**Tasks to complete**
- a) Using the memoir passage, answer each question briefly.
(i) How did bricks reach the masons on the building site?
(ii) In what summer did the narrator fail as a farmhand?
(iii) Which three rivers bound the growing regions the family traveled to?
- b) Write the next few paragraphs of the memoir passage, picking up right after its final sentence.

**Source extract**
After only a moment of stares, we move by the workers and continue to the headquarters building. I hadn’t really paid too much attention to the men and their attitudes before. They looked satisfied. They were proud. Now, as the setting sun silhouetted them against the day’s progress, I thought of what it took them to construct the building. There were no motorized lifts—bricks were thrown upward to the masons who quickly set them into place. Concrete was mixed by hand with jugs of water, filled from the well tap several hundred meters away, and raised by rope to waiting forms. No electricity. No power tools—simply sweat and muscle. I would never know if there were complaints; I would only know them by their progress. A new conference building was sure to be standing ready for occupancy later in the fall. My admiring stare partly validated their accomplishment. They were not too proud to work hard at the repetitive task of laying bricks. I’m sure they were often thought backward by many who passed, smirking about their lack of machinery. But in the end, they won. They had something tangible and I was a bit envious. I combed by thoughts, attempting to reconcile my envy by telling myself I, too, have achieved, am achieving, and will be capable of achieving progress like this. But for me, it never came naturally.
Sometime in the summer of 1987 I failed as a farmhand. My parents took me to meet distant relatives in Ohio. I have always been impressed with my mom’s ability to recall the history of kin long gone, hardly seen, dead, or improbably related in a way that would frustrate even a professional genealogist. The Mayers were just such relatives. True, these relatives weren’t so distant. They were my mom’s aunt and uncle, unassuming farmers in southern Ohio. Devoid of pretenses, they were who they appeared. Farmers. Lutherans. Buckeye fans.
We traveled by car to the growing regions bounded by the Scioto, Muskingum and Ohio rivers, smug in their blessings of black dirt, plentiful water, and predictable growing seasons. As a teenager and a city kid my experience with rural agricultural was limited. Nonexistent, in fact. Farms were just farms. Food came from the grocery store. Vegetables were chores to eat, not to raise. Cows were for tipping. I scoffed at going out to the country under the guise of a family reunion. I had friends who quite possibly would die if I was gone for a week and didn’t see them. Lengthy car trip aside, the excursion to the farm wasn’t high on my list of pleasurable activities. True, I came from a farming state, one which many used as the butt of jokes, but at least I was better than them. I didn’t live anywhere where I could smell manure.

**Available data**
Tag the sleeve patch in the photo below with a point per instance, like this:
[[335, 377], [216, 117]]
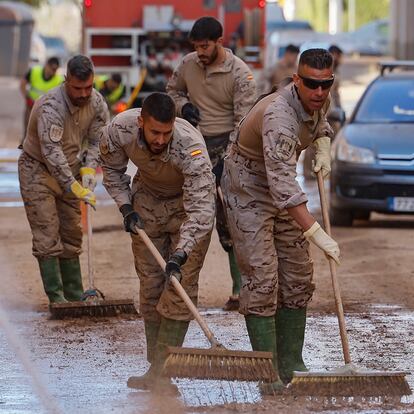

**Responses per task**
- a)
(i) The bricks were thrown upward to the masons.
(ii) The summer of 1987.
(iii) The Scioto, Muskingum and Ohio rivers.

- b)
It wasn’t more than fifteen minutes after we arrived that my mother announced we weren’t just staying for the weekend, rather we were going to be guests of the Mayer family for a whole week. My father, the lucky man, had to return to work on Monday, but he would be back the following Friday to collect us. Joy. What to do on a farm? I thought porch swings. Starry nights, and crickets. I thought rides. Hayrides, horse rides, tractor rides. I thought big meals and boredom. What I got was quite different. I got sore muscles and a bruised ego.
What my mother failed to tell me was that in their old age, Wally and Ruth, her uncle and aunt, had taken it easy. They were only farming for feed to support their dairy herd, on a scant 1,300 acres. The Mayers had leased out the rest of their land to other members of German-Lutheran community, mostly children of second-generation immigrants, many of whom were reluctant farmers themselves. But they were farmers nonetheless, and farmers need people. Farms need “hands.” Hands is a bit of an understatement, because it takes much more than a few hands to haul, and pick, and till, and irrigate, and fertilize. I was to be one of the hands detailed to help another family work their lease.
Though I wasn’t present in the adults-only kitchen discussion that occurred shortly after our arrival, I imagine it went something like this:
“The whole week, why Kathleen, bless the Lord, how fortunate. We’ll let the Meirs and the Meyers and the Meijers know. I’m sure the congregation will want to do something too,” the aunt might have said.
“Oh yes, if you’ll have us. The timing’s just right. Steve’s in court all week, and with the kids out of school, you know,” my mother would have said.
“How old is that boy of yours now?”
“Old enough—he’s a teenager. He needs the exercise. Football tryouts are coming up again in a few weeks,” my mother would have said.
“You know Wally played too, for Concordia, of course, but that was before the war. Your cousins too. So it’s settled.”
“Oh yes, he’ll have so much fun,” my mother would have rationalized. “ Just think of it, working with those college kids.”
And that’s how I got calluses and prickly heat.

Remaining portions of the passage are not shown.